Love Chunks woke up on Saturday morning and, after he returned from his refreshing ten kilometre run along the Maribyrnong River, he cooled down, fetched the paper, checked on Sapphire and made us both a freshly ground and brewed coffee.

After finishing my cappuccino, I went back to bed for a bit more of a lie down - chocolate and book reviewing is exhausting work and it felt good to be able to get up at 10.00am instead of my far-too-rigorous weekday waking time of 7:30am.

He and Sapphire then decided to whip up a home made breakfast of potato rosti, poached eggs and home made tomato and kidney bean salsa sprinkled with chopped parsley from our herb garden, and called out to me to get up and join them.



















Later that evening as Sapphire was on the phone to Juliet and I was playing on the computer, Love Chunks rustled up a rather nice dinner - BBQ-ed peppercorn salmon, oven-roasted olive oil and rosemary potatoes, seared asparagus and sesame seed oil and salad sprinkled with balsamic vinegar. We ate with plates balanced on our laps in front of 'The Big Bang Theory'.


















But when it was my turn to do something for lunch the next day they weren't so thrilled.















I don't know why - surely they needed a change?

Friday, October 23, 2009

Fan Boy

"Here, this is for you," he said, beaming at me on Monday, offering me a freshly-picked flower.

He is tall, handsome, confident ....

... four years old

.... won my heart with his very first smile and impish 'Hello'

.... and I've looked forward to 'bumping into' him on the daily walk to and from school every day since that first meeting.

Carefully holding the flower, I walked alongside him, chatting casually, answering his questions with a breezy nonchalance I did not feel inside as his scooter clattered along the kerb.


















The flower deserved to be saved for a while longer to preserve the wonderful fizz of happiness bubbling away inside, so an ancient shot glass was found for Patrick's impulsive gift.

On Friday, at the end of a busy week, I was at my usual place by the side gate at the school; not welcome in the grounds due to having Milly with me, waiting for Sapphire to emerge - sticky hair, tired grin and usually staggering under the weight of her tortoiseshell-of-a-backpack.















Fifteen minutes ticked by which is about five months in a 'The bell has gone and school's finished for the week' time-frame and Milly had been greeted and patted by her regular dozen or so stage door Johnnies. Sapphire's friends and class mates had all hustled past, said 'Hi' and headed home. The cleaner arrived and the yard-duty teacher was ready to unzip her fluoro vest and find her hatchback in the staff car park. Still no Sapphire to be seen.

My stomach started pounding in anxiety. Where was she?

Oh yes, then I remembered - Sapphire was at her extra music lesson straight after school to cover the one she missed when at camp last week. I was therefore content to linger at the gate with Milly, ruffling her ears as we checked the progress of the apartment block being built by burly Kiwi blokes across the road and the angry pair of Pomerians complaining about the intrusion in the tiny brick house next door.

Out of the corner of my eye I spotted Patrick. He was playing in the sandpit inside the school fence while his older brother Lachlan was kicking the footy with his father, Chris.

Patrick finished poking his stick collection into the squashed lunch time sand castle made by older kids and spotted me.
-----
| GIVEN INSTRUCTION |
In the blog passage, why was Sapphire late coming out of school on Friday? The material after this passage comes from a different source.

| EXTRACTED RECORDS |
-----
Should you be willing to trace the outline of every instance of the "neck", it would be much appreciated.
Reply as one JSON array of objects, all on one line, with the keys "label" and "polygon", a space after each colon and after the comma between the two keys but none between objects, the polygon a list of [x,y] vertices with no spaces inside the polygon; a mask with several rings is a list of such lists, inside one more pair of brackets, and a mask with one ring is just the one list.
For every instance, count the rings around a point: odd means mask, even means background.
-----
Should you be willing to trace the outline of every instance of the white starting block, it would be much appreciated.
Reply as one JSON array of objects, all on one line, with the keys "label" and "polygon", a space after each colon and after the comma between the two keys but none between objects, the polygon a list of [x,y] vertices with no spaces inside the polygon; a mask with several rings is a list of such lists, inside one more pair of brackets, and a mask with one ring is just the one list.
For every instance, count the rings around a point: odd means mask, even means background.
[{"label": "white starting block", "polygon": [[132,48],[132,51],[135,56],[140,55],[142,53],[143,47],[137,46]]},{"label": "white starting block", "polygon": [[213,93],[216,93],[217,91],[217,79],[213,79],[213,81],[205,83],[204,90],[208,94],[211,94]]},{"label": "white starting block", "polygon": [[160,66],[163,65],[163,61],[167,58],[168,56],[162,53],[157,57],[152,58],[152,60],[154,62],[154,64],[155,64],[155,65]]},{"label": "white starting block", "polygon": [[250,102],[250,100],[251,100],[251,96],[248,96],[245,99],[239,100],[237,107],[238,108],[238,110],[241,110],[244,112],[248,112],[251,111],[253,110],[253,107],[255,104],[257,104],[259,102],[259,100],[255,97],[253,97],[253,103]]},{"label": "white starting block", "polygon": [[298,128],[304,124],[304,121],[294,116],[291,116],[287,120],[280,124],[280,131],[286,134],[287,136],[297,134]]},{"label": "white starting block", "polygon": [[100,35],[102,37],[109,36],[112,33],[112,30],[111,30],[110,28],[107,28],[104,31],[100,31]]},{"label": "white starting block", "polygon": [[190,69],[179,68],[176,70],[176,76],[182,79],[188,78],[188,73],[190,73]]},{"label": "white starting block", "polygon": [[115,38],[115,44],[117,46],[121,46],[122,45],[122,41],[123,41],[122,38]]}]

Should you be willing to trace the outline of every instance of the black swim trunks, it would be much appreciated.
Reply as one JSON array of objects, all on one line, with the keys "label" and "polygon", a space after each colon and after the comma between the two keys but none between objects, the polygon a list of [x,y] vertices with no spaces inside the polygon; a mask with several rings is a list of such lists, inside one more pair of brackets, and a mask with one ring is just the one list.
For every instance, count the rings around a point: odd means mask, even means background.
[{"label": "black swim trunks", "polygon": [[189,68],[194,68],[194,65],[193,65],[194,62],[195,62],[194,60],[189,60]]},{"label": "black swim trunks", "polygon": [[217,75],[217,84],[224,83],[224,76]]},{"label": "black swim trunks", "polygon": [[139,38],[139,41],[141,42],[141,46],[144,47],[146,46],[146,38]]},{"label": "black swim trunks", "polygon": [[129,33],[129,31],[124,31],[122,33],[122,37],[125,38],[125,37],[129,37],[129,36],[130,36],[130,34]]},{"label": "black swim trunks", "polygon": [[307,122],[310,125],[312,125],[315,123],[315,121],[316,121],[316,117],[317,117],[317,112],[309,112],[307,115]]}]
-----
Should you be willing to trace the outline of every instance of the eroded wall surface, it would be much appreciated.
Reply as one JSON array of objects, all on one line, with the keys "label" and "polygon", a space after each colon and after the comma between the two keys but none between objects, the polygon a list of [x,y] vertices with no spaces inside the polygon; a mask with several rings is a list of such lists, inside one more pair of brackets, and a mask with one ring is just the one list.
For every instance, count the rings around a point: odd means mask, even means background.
-----
| OUTPUT OF THE EXERCISE |
She was at an extra music lesson after school to make up for the one she missed while at camp the previous week.